Each line from the opening of the records that follow to the line with "Provide one point per instance of the paved" needs to be written out exactly. Add nothing.
Content starts
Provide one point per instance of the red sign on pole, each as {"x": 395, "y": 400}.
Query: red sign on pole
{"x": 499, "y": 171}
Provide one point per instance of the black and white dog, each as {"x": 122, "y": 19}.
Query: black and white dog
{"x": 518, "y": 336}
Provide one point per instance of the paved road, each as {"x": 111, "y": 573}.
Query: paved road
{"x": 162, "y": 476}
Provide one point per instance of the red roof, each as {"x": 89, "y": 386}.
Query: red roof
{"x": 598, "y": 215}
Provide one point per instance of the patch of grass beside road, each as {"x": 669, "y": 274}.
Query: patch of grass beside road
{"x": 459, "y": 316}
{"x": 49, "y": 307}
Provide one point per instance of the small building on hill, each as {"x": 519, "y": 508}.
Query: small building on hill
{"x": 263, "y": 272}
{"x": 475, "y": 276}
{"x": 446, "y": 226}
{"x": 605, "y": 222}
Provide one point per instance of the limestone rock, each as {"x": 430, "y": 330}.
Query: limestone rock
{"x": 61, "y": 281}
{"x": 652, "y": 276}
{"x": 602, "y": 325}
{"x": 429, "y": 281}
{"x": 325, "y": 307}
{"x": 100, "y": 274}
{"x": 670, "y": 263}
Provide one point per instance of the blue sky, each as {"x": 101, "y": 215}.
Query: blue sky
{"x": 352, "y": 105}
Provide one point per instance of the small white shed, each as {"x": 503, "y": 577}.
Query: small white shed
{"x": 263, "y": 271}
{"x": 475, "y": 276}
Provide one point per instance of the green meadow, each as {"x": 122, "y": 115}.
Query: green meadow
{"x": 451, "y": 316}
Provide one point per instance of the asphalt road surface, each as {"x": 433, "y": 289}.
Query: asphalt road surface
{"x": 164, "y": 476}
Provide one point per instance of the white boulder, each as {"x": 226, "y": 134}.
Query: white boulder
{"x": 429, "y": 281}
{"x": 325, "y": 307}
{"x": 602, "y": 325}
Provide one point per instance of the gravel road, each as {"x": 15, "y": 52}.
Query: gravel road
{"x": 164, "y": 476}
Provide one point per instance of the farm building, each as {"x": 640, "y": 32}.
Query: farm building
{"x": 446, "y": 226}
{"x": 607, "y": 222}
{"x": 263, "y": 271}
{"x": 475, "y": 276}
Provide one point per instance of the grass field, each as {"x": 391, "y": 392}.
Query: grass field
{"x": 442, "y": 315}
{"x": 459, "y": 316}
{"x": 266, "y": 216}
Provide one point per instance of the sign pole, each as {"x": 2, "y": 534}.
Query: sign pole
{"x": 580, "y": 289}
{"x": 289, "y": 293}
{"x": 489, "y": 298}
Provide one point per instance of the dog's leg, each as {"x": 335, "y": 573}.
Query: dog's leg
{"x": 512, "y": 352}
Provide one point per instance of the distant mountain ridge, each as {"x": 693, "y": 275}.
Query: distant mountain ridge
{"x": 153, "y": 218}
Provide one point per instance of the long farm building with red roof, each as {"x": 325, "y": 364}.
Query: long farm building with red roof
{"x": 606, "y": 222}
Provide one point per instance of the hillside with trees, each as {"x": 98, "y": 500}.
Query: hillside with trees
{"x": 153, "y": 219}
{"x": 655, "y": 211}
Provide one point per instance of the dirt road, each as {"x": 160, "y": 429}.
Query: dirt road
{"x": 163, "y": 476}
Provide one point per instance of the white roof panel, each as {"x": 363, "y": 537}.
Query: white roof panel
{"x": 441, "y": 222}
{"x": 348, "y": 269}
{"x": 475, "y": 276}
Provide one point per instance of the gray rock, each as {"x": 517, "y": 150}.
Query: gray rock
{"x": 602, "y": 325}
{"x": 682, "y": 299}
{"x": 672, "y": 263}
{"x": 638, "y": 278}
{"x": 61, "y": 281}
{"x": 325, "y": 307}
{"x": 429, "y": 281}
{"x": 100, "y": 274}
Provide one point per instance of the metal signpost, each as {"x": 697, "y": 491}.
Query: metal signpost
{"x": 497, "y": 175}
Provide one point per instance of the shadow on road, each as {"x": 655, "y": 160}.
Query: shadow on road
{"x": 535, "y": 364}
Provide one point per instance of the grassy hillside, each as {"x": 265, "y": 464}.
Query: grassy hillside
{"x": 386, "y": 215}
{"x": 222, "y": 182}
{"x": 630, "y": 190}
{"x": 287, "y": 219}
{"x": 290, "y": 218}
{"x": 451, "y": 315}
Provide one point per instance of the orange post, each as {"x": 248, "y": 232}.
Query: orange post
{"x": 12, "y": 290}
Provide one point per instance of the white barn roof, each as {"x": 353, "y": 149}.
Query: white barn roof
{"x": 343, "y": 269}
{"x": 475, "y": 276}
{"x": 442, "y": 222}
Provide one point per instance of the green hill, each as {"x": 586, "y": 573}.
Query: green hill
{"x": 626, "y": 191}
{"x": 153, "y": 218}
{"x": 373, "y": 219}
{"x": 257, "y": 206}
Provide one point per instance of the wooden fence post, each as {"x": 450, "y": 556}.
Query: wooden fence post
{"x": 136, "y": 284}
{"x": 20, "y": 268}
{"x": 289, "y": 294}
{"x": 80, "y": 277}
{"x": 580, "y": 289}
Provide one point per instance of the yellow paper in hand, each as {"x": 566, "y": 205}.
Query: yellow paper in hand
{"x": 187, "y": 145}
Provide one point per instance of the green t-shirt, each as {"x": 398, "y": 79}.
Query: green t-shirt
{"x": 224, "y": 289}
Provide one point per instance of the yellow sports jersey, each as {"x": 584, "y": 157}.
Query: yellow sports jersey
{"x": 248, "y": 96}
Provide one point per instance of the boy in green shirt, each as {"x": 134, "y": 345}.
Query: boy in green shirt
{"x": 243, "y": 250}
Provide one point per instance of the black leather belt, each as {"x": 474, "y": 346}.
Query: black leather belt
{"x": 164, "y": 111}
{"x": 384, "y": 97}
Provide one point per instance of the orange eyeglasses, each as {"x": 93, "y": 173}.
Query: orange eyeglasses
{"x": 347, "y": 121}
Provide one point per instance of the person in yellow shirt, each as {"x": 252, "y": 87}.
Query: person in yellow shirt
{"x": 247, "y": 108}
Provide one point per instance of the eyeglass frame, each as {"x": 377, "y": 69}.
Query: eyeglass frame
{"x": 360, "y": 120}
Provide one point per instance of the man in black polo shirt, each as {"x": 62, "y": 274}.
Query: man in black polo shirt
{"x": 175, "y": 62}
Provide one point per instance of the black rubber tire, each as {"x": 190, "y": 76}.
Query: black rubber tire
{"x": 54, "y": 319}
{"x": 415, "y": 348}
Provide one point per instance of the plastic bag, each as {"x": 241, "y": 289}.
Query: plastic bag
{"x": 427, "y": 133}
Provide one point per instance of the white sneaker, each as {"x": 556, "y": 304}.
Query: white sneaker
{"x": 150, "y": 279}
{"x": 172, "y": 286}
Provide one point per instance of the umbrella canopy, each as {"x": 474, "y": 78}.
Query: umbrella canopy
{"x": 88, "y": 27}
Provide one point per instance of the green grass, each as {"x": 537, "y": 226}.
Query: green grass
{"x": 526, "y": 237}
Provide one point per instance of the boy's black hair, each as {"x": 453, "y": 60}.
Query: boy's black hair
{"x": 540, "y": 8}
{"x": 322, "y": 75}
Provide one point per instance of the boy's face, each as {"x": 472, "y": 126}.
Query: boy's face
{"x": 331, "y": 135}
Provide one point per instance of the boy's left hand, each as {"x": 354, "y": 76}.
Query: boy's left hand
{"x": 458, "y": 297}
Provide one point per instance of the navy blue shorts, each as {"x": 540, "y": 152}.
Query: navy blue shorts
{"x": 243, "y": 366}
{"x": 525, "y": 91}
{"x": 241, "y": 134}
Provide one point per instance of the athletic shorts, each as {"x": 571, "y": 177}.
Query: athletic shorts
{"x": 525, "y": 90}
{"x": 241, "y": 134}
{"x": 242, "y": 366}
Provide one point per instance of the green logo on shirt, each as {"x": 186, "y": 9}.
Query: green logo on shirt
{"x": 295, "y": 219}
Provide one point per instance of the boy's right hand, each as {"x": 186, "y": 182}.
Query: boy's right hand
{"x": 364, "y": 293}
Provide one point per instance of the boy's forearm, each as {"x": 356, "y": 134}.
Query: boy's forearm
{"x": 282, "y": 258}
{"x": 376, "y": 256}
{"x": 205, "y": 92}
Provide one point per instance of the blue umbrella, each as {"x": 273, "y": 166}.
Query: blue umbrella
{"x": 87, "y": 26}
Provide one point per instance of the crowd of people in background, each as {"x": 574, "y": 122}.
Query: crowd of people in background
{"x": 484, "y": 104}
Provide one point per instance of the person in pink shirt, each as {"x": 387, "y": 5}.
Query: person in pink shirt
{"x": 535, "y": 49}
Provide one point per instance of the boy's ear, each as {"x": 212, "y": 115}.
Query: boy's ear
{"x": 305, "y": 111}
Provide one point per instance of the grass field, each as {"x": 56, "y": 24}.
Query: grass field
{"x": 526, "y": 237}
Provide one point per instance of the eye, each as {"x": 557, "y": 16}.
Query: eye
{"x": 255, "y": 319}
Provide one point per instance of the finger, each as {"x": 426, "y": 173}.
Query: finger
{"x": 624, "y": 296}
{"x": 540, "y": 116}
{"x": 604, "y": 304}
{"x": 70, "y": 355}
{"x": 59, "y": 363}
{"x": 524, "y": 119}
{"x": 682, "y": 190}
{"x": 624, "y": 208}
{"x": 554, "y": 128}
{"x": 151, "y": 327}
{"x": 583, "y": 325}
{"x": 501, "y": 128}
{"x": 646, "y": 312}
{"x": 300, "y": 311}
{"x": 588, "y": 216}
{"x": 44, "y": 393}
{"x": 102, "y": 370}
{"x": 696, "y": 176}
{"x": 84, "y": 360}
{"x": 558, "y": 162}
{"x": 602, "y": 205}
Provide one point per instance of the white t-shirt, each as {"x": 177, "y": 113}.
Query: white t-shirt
Content ends
▸ EXERCISE OUTPUT
Provide one point per instance of the red sign on pole, each as {"x": 395, "y": 400}.
Query: red sign on pole
{"x": 499, "y": 171}
Provide one point per instance of the black and white dog, each as {"x": 122, "y": 19}.
Query: black and white dog
{"x": 518, "y": 336}
Provide one point per instance of the paved road, each as {"x": 111, "y": 573}.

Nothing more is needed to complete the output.